Text block
# Power Probe 3



## cjm94 (Sep 25, 2011)

I use the power probe 3. Worth every penny.


----------



## capecodder (Jun 5, 2011)

Im still using my power probe II. It hasnt failed on me yet.


----------



## qslim (Dec 1, 2011)

Fudog said:


> How many of you mechanics use the Power Probe 3 or the LOAD pro dynamic test lead for automotive electrical?:thumbup:


I have a power probe, but it doesn't look like it's the 3... Just says Power Probe on the box... I dig it, worked on cars professionally for about 12 years. It's the kind of tool you don't use too often, but when you do it really comes in handy. Having a single probe you can use to test for continuity and also switch power and ground saves a lot of time.


----------



## Cobra1964 (Dec 3, 2011)

*You Need It!!!*

I was a tech for 25+ years and now teach Auto Mechanics in a college. What I wouldn't have given to have one back when repairing cars. It is a required tool for every student. It is so versitile and you NEVER have to worry about having a good ground or good power as you can inject either one as you need it. Should be rated as one of the top 5 tools every tech should have for doing electrical diagnosis (and who doesn't do electrical anymore?) 
jB


----------



## CATliftTech (Nov 20, 2011)

I use my Power Probe almost every day to diagnose electrical problems on the industrial equipment I work on. If you are working on 12/24 volt systems, it speeds up troubleshooting greatly! Almost indispensable if you are a professional. A little pricey for the DIY'er.

Listed records
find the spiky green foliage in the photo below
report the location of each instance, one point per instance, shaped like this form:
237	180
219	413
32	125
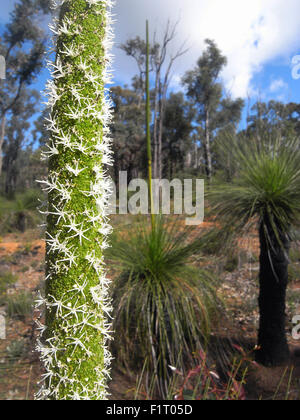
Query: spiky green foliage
266	191
163	304
267	185
74	343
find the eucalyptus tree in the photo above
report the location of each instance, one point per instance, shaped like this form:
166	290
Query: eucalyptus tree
204	88
23	46
74	343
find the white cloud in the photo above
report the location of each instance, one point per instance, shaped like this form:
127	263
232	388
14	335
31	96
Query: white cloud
249	32
277	85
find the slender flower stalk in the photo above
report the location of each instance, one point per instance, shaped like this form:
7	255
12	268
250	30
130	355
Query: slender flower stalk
73	344
148	132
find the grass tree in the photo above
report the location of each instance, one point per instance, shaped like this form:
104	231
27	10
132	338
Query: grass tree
164	305
267	191
73	344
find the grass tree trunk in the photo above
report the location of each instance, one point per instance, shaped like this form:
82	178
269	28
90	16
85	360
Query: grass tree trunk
74	343
272	341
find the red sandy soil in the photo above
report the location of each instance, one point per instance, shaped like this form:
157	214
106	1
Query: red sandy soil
23	255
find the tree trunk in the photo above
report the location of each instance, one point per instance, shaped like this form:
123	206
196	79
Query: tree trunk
207	153
2	134
273	347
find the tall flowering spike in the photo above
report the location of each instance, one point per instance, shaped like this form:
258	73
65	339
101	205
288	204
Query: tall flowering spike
73	343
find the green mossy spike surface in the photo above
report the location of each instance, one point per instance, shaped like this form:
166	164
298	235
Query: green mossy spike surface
74	344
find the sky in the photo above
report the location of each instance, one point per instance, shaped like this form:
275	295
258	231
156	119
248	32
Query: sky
260	39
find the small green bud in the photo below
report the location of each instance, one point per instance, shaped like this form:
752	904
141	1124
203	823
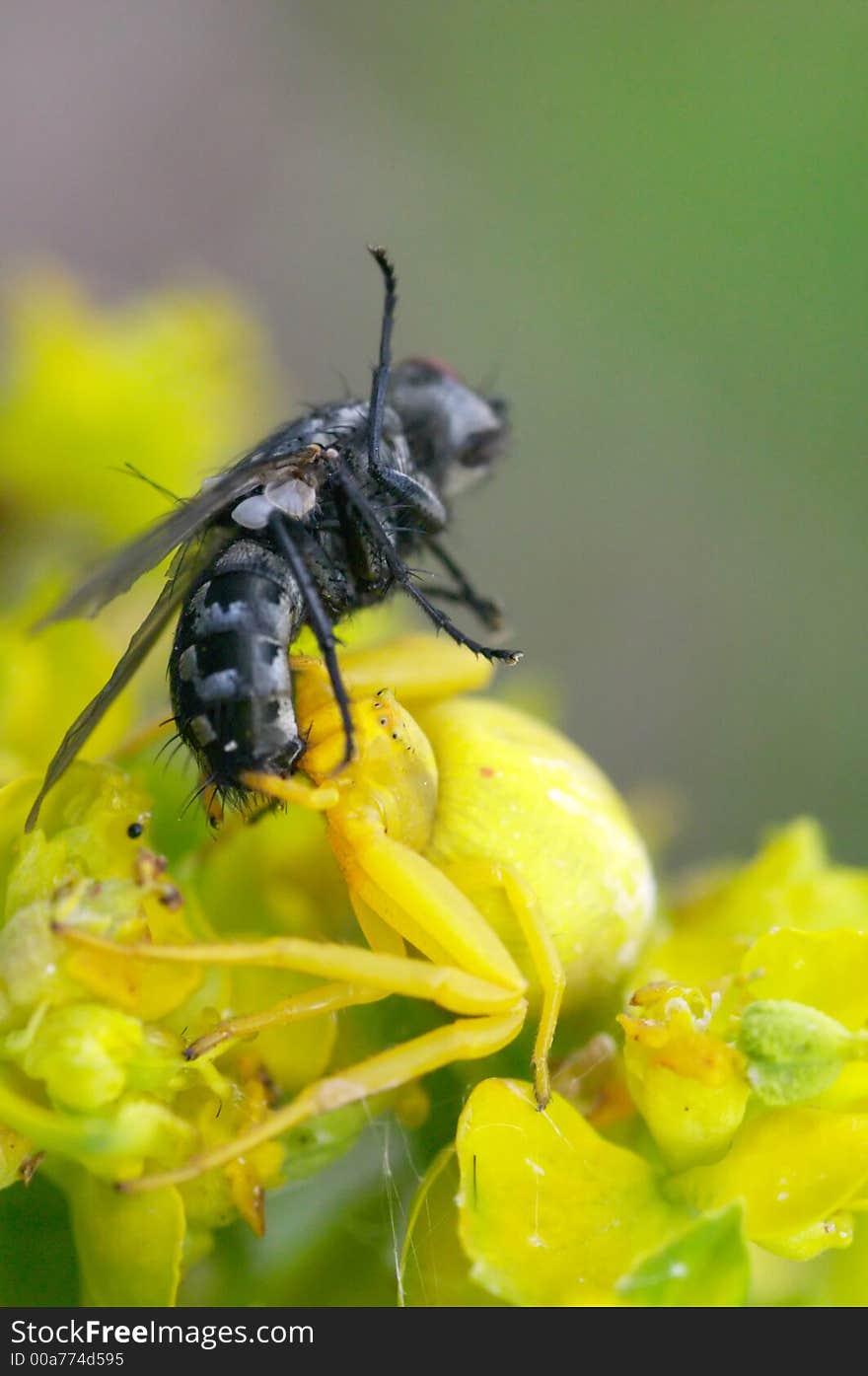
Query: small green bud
792	1051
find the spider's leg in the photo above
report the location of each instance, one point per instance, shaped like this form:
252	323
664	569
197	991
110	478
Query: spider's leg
467	1039
401	574
320	620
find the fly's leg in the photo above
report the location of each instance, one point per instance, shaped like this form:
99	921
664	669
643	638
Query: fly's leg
401	574
488	612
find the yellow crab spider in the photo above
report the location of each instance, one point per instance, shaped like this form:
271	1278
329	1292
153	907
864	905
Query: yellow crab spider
468	832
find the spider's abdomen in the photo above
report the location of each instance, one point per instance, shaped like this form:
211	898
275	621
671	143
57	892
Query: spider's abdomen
229	671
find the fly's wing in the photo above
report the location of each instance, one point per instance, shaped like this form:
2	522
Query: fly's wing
279	452
191	560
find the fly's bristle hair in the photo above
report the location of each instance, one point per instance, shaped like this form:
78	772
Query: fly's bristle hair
386	265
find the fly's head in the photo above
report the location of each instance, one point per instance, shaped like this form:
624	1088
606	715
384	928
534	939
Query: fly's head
454	434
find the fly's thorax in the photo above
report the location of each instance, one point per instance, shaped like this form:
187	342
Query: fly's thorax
391	784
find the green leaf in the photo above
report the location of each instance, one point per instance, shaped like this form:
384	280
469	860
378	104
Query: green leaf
435	1270
706	1267
128	1246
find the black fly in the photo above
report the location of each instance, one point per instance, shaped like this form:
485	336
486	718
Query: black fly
310	526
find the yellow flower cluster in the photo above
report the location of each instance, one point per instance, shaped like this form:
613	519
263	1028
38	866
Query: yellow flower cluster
750	1089
708	1143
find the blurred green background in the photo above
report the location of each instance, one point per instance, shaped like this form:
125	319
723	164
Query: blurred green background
642	223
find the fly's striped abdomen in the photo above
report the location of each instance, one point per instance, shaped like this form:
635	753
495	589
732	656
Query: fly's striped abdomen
229	672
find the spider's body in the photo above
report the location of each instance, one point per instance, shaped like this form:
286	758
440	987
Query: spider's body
490	864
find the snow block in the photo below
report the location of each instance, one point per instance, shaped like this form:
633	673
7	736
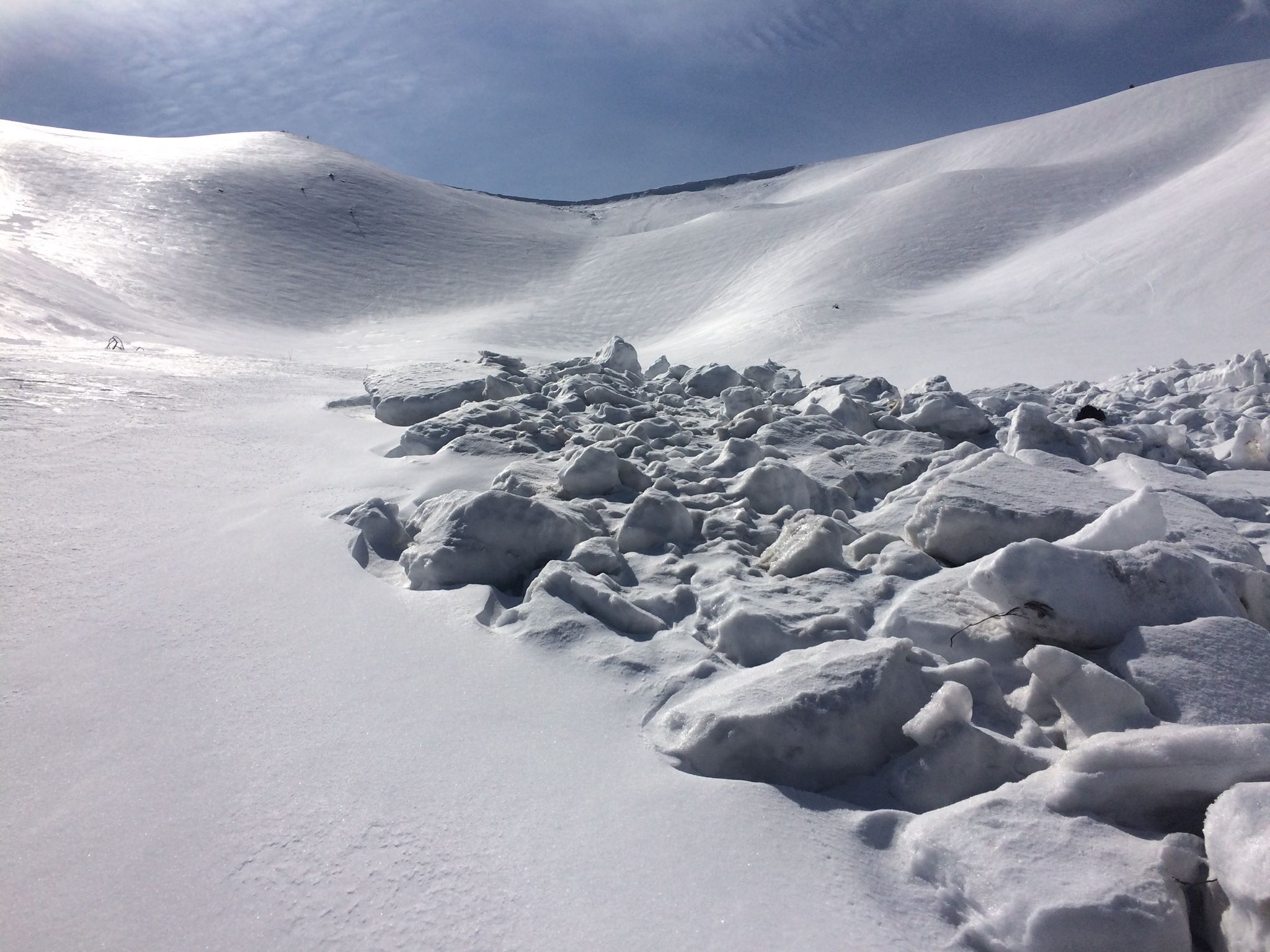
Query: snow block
592	472
711	380
654	519
1001	500
619	356
1014	876
1128	523
945	413
771	485
491	539
1237	838
1091	701
812	719
409	409
1210	671
798	437
598	597
1133	472
1093	599
807	542
1162	778
841	405
1030	428
379	524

Problems to work on
(A) Based on the forum thread about the Power Probe, say whether each statement agrees with it. (i) capecodder is still using a Power Probe II. (ii) qslim worked on cars professionally for about 25 years. (iii) CATliftTech considers the tool a little pricey for the DIY'er.
(B) In the forum thread about the Power Probe, what subject does Cobra1964 now teach, and where?
(C) Carry the forum thread about the Power Probe forward from the end of CATliftTech's post.

Answers for each item
(A)
(i) Yes: "Im still using my power probe II."
(ii) No: "worked on cars professionally for about 12 years."
(iii) Yes: "A little pricey for the DIY'er."

(B) Cobra1964 teaches Auto Mechanics in a college.

(C)
----------



## Marqed97 (Mar 19, 2011)

Yep, I have a Power Probe II and use it at least 3-4 times a week. Especially on trailer lights/brakes etc. Comes home with me every weekend.


----------



## Billy_Bob (Sep 11, 2008)

In my opinion, something like that can be easy to understand and easy to use, but for advanced electrical diagnostic work, you should also understand how to use a digital and analog multimeter and an appropriate capacity amp meter. (They sell 10 amp capacity amp meters in auto parts stores which would work fine for a model-T, but not today's vehicles!)

I only use multimeters and high amperage amp meters which can read at least 200 amps.


----------



## Cobra1964 (Dec 3, 2011)

*Right tool!*

Just like everything else; 
*"Choose the right tool for the right job!!"* 
You can't load a circuit with a DVOM and you can't measure current levels with the PP-III!
They all have a proper place in the hands of the professional technician.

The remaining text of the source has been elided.